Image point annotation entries

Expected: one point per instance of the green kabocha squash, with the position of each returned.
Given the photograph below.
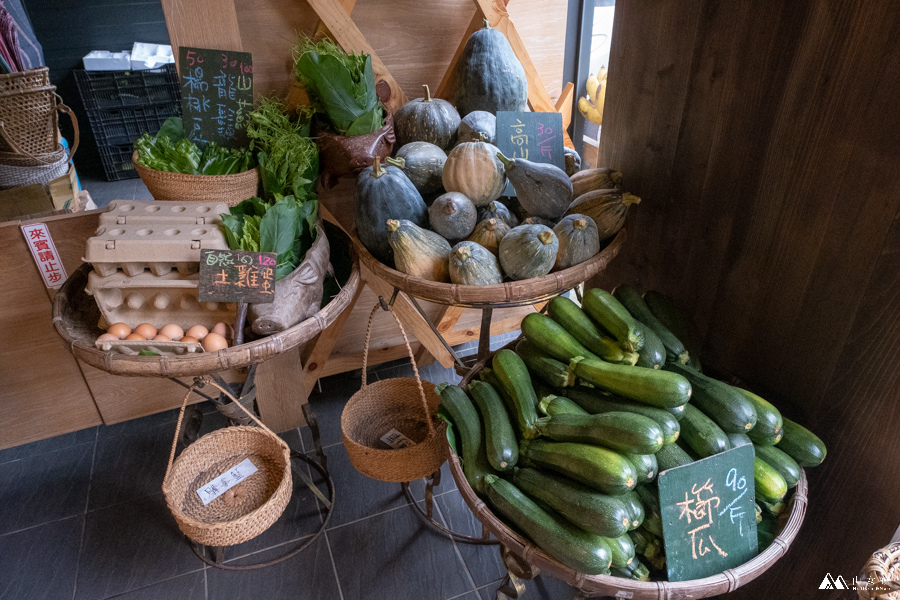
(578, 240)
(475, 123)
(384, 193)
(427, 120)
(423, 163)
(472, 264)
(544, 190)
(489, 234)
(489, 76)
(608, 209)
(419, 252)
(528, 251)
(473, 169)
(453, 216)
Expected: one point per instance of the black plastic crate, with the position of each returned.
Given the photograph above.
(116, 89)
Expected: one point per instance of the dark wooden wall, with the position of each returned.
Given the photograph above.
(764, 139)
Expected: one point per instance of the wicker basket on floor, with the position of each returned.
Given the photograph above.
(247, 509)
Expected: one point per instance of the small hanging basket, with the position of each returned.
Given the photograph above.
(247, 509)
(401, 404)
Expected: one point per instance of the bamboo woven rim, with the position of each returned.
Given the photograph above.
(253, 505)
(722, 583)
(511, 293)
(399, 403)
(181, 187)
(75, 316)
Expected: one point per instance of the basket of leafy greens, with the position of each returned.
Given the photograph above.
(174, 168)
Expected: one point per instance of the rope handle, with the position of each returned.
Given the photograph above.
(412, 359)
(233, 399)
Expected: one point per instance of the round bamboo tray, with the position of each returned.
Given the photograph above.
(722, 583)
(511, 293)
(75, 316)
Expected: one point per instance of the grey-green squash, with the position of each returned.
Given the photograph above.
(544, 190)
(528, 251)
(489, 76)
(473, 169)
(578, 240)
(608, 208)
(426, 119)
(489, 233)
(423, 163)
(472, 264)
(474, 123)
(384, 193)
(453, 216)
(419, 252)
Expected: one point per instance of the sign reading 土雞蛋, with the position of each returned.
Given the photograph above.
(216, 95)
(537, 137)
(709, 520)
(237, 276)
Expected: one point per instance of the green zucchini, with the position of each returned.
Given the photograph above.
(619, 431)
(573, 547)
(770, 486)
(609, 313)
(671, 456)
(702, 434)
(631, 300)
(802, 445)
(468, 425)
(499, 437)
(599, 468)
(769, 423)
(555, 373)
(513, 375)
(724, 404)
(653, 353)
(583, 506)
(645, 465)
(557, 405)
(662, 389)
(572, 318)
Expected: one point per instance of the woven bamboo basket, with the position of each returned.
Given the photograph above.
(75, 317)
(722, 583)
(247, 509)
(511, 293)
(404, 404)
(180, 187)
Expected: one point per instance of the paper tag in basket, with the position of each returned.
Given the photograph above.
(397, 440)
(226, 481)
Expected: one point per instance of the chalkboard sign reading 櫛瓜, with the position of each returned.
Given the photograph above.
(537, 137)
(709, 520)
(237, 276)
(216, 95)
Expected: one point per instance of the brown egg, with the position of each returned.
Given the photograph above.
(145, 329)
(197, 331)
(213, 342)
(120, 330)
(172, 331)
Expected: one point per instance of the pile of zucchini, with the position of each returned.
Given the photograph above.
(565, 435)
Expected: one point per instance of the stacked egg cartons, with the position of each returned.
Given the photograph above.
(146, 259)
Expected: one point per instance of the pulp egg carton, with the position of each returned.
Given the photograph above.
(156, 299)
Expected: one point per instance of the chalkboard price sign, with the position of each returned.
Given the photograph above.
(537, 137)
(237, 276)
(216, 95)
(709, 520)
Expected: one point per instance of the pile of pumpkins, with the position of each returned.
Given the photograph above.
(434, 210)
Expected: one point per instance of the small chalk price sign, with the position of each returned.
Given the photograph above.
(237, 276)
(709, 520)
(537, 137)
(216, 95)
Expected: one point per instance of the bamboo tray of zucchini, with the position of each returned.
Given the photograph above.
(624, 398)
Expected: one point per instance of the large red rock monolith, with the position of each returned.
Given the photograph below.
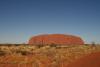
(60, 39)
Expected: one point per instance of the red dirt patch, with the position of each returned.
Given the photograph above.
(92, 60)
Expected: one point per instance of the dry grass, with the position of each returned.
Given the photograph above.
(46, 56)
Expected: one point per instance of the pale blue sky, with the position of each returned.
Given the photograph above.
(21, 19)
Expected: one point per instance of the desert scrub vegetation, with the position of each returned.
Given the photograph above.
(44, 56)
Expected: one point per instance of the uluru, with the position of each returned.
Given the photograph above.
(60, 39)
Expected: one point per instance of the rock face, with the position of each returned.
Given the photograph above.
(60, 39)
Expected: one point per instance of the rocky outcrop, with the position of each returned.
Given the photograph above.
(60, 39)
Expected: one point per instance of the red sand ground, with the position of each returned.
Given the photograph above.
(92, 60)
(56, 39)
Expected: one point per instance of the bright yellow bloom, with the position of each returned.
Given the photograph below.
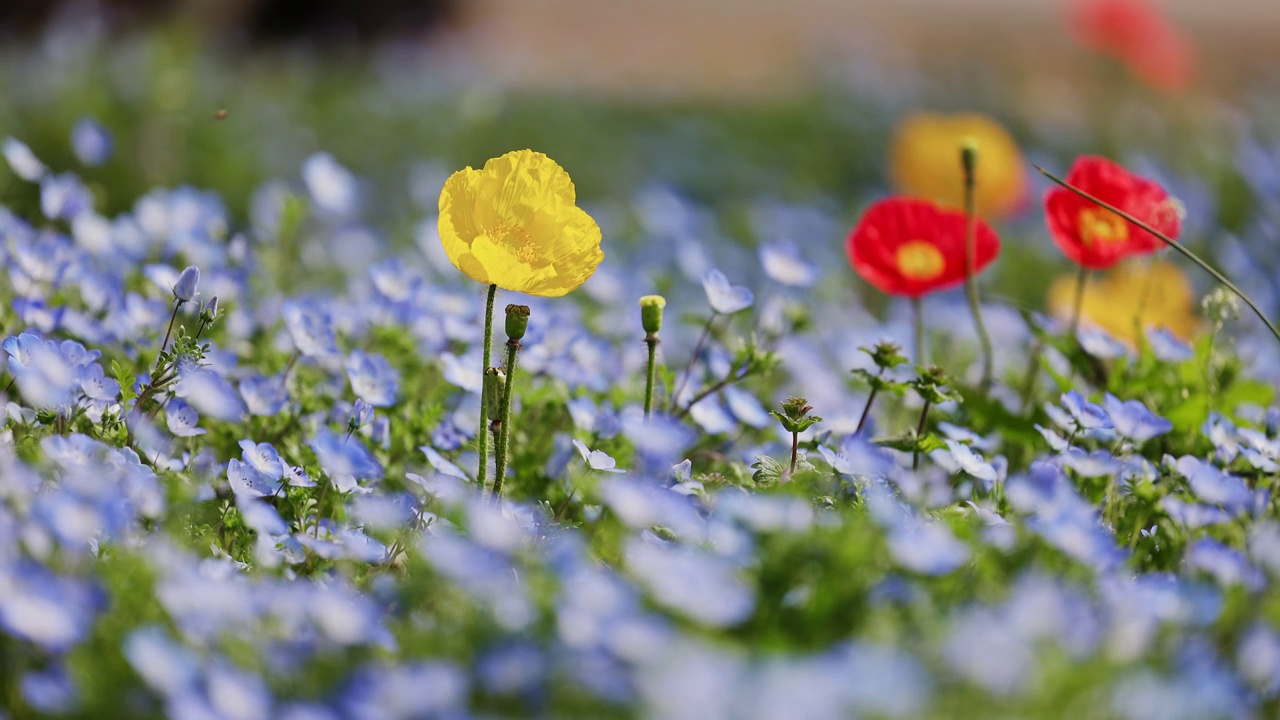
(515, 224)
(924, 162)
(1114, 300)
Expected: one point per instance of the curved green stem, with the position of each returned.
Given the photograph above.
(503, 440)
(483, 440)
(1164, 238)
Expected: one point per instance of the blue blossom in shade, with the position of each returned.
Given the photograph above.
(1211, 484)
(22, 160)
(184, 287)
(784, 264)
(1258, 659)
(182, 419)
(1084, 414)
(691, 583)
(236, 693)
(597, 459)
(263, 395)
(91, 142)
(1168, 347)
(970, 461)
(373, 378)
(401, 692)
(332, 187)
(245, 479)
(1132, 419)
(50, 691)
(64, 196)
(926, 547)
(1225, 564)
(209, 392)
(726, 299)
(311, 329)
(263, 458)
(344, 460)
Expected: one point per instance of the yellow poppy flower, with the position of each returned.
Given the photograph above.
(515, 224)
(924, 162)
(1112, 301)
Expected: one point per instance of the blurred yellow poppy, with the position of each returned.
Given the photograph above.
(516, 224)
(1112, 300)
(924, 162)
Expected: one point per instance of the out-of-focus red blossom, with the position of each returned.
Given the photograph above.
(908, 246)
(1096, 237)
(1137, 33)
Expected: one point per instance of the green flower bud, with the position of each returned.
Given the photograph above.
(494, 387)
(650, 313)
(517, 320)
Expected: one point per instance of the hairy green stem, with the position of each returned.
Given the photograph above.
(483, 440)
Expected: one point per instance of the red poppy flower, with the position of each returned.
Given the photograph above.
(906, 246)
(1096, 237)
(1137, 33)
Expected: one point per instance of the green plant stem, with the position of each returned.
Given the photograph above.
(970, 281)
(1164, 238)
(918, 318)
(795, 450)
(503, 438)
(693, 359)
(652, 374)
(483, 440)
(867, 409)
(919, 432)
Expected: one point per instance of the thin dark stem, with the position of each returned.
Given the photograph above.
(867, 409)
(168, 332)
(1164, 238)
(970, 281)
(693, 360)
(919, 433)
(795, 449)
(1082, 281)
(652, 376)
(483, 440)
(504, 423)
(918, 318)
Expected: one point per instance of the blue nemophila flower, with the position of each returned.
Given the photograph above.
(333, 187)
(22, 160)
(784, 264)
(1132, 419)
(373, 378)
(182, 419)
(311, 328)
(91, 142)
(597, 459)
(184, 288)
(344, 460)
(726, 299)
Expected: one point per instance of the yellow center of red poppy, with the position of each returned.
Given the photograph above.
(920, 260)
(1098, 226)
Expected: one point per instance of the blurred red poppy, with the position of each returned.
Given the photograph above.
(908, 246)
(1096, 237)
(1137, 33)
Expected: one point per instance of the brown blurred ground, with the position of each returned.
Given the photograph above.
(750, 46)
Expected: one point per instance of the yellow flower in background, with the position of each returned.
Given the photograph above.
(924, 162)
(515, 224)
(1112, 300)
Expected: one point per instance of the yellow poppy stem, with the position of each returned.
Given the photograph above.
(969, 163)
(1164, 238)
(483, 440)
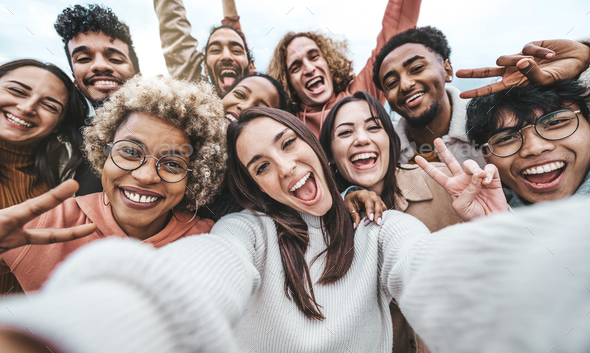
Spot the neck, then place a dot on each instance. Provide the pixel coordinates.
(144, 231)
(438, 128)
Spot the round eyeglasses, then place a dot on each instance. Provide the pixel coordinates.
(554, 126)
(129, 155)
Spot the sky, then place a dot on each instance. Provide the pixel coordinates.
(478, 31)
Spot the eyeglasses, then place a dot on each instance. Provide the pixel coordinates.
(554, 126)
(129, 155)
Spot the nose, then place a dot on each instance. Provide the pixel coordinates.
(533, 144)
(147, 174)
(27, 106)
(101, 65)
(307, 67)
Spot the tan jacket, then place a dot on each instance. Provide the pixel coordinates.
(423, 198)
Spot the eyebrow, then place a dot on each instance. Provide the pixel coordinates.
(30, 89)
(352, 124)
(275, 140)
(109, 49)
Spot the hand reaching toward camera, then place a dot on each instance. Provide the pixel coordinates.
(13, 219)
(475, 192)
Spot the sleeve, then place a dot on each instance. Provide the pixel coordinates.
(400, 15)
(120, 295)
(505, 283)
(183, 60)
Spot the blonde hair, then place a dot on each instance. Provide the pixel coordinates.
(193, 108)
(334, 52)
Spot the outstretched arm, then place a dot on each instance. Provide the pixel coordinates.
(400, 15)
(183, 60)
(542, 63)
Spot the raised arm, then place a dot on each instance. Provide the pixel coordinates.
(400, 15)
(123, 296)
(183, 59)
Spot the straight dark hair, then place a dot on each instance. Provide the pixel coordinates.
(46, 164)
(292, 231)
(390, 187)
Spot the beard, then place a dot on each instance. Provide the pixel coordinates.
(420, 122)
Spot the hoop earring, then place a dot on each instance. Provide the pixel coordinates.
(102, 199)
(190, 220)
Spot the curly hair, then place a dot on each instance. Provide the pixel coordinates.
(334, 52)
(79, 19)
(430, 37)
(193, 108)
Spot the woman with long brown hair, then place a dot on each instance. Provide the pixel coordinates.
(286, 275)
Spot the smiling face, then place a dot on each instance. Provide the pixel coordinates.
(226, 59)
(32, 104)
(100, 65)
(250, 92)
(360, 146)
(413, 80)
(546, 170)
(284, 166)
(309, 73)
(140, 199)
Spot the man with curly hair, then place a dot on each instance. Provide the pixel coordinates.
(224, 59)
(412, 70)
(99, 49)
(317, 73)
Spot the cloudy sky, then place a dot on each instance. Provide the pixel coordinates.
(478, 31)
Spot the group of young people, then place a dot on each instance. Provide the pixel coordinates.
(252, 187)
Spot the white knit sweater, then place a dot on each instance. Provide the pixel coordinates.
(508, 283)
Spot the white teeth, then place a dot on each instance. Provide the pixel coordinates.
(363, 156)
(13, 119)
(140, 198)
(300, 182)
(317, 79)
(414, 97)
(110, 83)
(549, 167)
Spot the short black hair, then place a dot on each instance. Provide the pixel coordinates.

**What to do**.
Copy out the lines word for word, from the line containing "Spot the curly" through the end of the records.

**The solution**.
Spot the curly hair, then place a dot on each instance. Provide the pixel coordinates.
(334, 52)
(79, 19)
(430, 37)
(193, 108)
Spot the woman with long brown hair, then place a dot on each instance. Provide the pixel coordinates.
(286, 275)
Spot the smiling face, then place a dot on each instance. Provide the pixel coordinates.
(226, 59)
(32, 104)
(100, 65)
(250, 92)
(360, 146)
(413, 80)
(546, 170)
(284, 166)
(309, 73)
(140, 199)
Spot the man with curly hair, then place a dot on each instance. Provide the pixel coordinates.
(224, 59)
(412, 70)
(99, 49)
(317, 73)
Spot the cloudy sky, then place a dot on each instance. Provide the pixel coordinates.
(478, 31)
Spot the group of young people, then place a dot on each instance. Provide the pixel coordinates.
(252, 187)
Spot the white knit sweater, then place a dot on each instance. Provide the pixel coordinates.
(508, 283)
Spot the white teeth, then place a dot on each instance. Provide the pixel coordinates.
(363, 156)
(13, 119)
(140, 198)
(300, 182)
(317, 79)
(414, 97)
(110, 83)
(549, 167)
Spot the short black hair, then place a dot on each instance. Provide the pixel coordinates.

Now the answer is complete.